* _TRECHO DO DOCUMENTO_

Os maiores beneficiados da Oficina são os membros da comunidade. É o povo da cidade de Curitiba
Defender a manutenção da Oficina também expõe a necessidade de outras discussões. Causa-nos estranhamento a decisão do prefeito Rafael Greca de cancelar a Oficina antes mesmo de tomar conhecimento de “qualquer (...) dado sobre o quadro econômico da administração municipal”. Como é possível diagnosticar desconhecendo? E, de forma mais específica: se antes os recursos não existiam, como é possível remanejá-los? Muitas das mais de 1,5 mil pessoas que perderam suas vidas no Titanic foram vítimas de uma outra tragédia, silenciosa, que aconteceu muito antes do zarpar do navio. Os responsáveis pelos procedimentos não eram treinados o suficiente no manejo dos equipamentos, e não havia botes salva-vidas para todos. Mas, assim como nas tragédias marítimas, a curitibana também possui causas silenciosas, inauditas e esquecidas, que escondem a real dimensão estrutural do problema.
As carências no sistema de saúde curitibano não começaram hoje. Apenas para constar, reportagem publicada na Gazeta do Povo em 8 de maio de 2016 mostra que Rafael Greca foi, ao lado de Jaime Lerner, um dos prefeitos que menos investiram em saúde na história do município desde o retorno das eleições diretas.
Sugerir en passant que a batalha da classe artística é alheia ao consternar da sociedade diante dos problemas que afligem a todos, colocando-nos em confronto com outros setores, é iniciativa que pode ser classificada no mínimo como questionável. A comunidade artística não é um ente separado da comunidade. Assim como os músicos que pereceram no oceano, artistas são parte do povo. E, como é normal nos regimes democráticos, esperávamos que as ações de um prefeito eleito seriam pautadas no diálogo, e não na difamação, tentando adjetivar a comunidade culturalmente engajada como sendo “cultura de morte” ou “cultura do se lixe o meu próximo”. Isso é o mesmo que colocar a culpa da tragédia do Titanic nos músicos que lá pereceram, na imensidão do Oceano Atlântico. O que o público não sabe é que vários professores dispuseram-se a vir gratuitamente para Curitiba, mesmo após o cancelamento. Contudo, diante da intransigência na abertura de diálogo com a comunidade musical, decidiu-se que não era mais tempo de afundar com um navio que não é claro sobre a preparação de botes para todos. Além da própria questão da Oficina, há mais decisões e movimentações com nuvens de dúvidas, que prejudicam qualquer diálogo, como indica a coluna de Celso Nascimento “Milagre: verbas e remédios reaparecem em Curitiba”, publicada pela Gazeta do Povo no último dia 5.

* _REGISTROS FORNECIDOS_

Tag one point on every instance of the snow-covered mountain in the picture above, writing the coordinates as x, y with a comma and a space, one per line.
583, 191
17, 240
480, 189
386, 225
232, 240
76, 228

* _LISTA DE ATIVIDADES_
A) De acordo com o trecho do documento, ao lado de qual outro prefeito Rafael Greca figurou entre os que menos investiram em saúde em Curitiba desde o retorno das eleições diretas?
B) Dê continuidade ao texto sobre o cancelamento da Oficina em Curitiba, começando após a última frase apresentada.

* _RESPOSTAS POR TAREFA_
A) Jaime Lerner.

B)
O que verga a lógica do artigo do secretário de Finanças a ponto de transformar os 0,019% de investimento em gasto estrutural supérfluo é a campanha de desconhecimento sumário do objeto – que ele mesmo assumidamente desconhece –, sustentando a mesma tentativa de atribuir à classe artística uma imagem egoísta, arrogante e elitista. A crise não pode ser uma desculpa para criação de bodes expiatórios que visem anular o debate democrático, tão necessário após uma eleição na qual ambos os candidatos não conseguiram nem sequer superar o número de votos não válidos. Na esclarecedora tese de Jan-Werner Müller sobre o “populismo”, o autor afirma que atitudes “anti-establishment” não são insuficientes, é “essencial a falta de pluralismo”. A indagação de Brecht de que “se todo poder emana do povo, para onde ele vai?” jamais foi tão contundente.
A Oficina não tem “importância relativa”. Durante a maior guerra jamais vista, Winston Churchill foi questionado sobre cortar o financiamento das artes para colmatar os custos da guerra. Respondeu: “Então, para que é que estamos a lutar?” Esses são os sinais que as vozes da história provam decisivos. Chega a ser constrangedor ter de reafirmar que irresponsabilidade é retirar a cultura, educação e lazer do seu lugar essencial na equação de equilíbrio das contas públicas. Estes são mais do que investimentos e símbolos. São direitos.